• [Given exercise]
Reproduce the lines word for word, beginning with the line that contains "Practice step: identify the green" and continuing through the last of the lines. Omit the pictures from your answer.
----- Source material -----
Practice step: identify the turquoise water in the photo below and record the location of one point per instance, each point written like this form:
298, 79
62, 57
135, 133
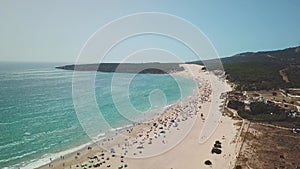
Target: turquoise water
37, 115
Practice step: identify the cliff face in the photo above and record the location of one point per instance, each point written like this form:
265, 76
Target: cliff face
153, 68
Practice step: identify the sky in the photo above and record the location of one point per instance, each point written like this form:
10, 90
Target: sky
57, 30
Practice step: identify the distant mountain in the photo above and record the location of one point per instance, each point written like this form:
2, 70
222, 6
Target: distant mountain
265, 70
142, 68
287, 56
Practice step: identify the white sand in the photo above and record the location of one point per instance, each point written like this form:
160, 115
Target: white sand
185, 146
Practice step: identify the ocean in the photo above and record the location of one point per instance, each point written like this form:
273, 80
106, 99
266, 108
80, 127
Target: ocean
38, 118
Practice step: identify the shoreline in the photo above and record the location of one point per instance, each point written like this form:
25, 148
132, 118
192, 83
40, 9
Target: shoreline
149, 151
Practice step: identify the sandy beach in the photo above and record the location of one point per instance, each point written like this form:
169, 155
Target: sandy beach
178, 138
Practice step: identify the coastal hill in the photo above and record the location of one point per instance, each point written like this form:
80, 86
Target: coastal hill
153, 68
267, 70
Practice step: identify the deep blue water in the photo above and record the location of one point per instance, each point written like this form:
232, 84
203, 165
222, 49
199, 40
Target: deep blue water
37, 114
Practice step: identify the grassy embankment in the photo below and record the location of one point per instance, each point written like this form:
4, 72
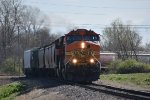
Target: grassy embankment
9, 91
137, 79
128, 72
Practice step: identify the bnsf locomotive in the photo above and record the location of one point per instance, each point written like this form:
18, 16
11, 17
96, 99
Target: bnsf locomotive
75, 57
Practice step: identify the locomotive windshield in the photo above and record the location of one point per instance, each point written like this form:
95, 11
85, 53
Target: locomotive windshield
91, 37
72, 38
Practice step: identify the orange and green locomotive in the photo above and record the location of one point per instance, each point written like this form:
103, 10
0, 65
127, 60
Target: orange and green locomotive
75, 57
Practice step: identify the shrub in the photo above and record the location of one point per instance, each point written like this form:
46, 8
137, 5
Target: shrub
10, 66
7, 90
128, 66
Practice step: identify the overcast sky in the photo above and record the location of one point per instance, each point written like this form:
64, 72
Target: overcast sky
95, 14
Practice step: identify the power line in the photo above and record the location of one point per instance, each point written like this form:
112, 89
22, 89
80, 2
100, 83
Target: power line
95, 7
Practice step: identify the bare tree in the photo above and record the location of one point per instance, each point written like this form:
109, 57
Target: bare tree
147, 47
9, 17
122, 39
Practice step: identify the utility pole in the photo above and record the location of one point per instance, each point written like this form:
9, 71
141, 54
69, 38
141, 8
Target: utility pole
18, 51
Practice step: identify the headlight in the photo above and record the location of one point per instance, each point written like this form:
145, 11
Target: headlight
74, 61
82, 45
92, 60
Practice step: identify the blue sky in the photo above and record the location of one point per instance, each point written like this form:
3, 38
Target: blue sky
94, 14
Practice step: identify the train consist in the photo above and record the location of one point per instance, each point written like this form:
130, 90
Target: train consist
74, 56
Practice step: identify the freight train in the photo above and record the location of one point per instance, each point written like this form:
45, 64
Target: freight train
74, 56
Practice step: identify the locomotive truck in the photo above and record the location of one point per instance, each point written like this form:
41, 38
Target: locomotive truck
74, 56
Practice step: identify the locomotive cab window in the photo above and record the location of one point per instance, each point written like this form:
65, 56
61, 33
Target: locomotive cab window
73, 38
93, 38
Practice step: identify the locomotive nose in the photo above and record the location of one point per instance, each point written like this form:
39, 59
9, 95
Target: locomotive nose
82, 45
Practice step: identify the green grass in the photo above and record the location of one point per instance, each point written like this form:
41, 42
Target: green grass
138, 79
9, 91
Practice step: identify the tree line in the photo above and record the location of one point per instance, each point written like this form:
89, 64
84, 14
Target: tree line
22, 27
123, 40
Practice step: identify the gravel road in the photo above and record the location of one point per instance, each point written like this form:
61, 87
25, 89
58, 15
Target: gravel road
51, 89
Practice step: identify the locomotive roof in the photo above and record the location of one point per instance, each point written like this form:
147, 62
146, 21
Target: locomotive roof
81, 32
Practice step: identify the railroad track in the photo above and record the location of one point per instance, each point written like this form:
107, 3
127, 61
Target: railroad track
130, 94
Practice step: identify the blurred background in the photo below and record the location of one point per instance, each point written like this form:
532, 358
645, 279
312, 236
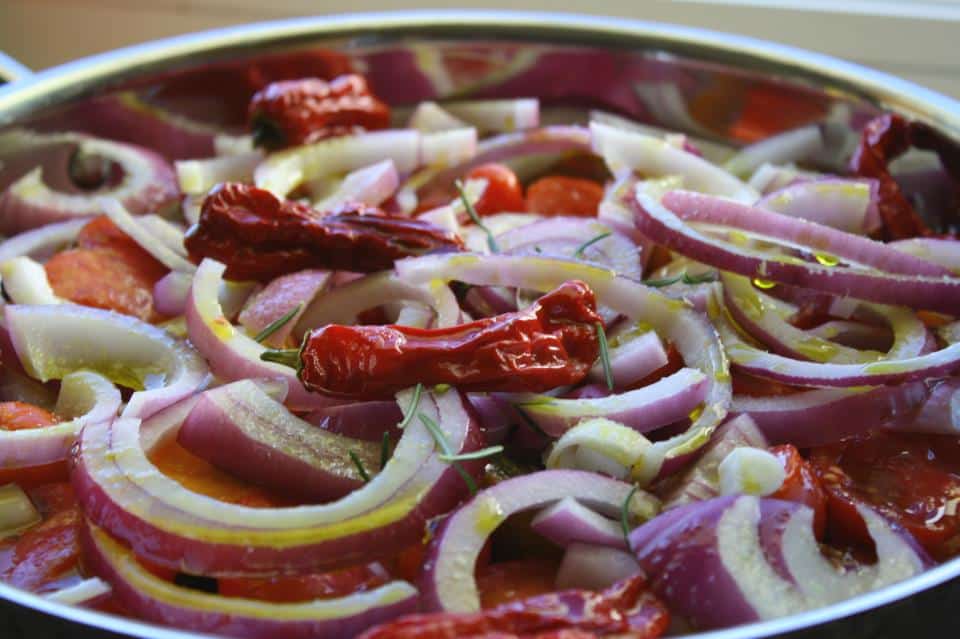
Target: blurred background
-----
• [Solution below]
Practice step: identify the green grass in the photo above and record the location of one point per instance, each point written like this form:
41, 42
Target: green grass
138, 79
9, 91
Practice step: identify the tree line in the photo above and record the location of one point per instance, each point written like this form:
89, 64
84, 14
Target: tree line
22, 27
123, 40
Practice step: identify the gravel road in the photo above and record the location of one point per instance, each point written like this form:
61, 87
25, 89
58, 15
Target: gravel road
51, 89
Practice step: identify the locomotive roof in the photo above and record the location of one point per instance, each point written like this form:
147, 62
146, 21
Target: locomotive roof
81, 32
Practice step: identify the railroad track in the photo above and record the location of one point per instance, each point written like this form:
107, 3
127, 61
Target: railroad track
130, 94
Practice step: identify the blurred background in the photo below and record the location of one point per instance, each point written like this form:
532, 358
645, 279
312, 236
Target: blurred background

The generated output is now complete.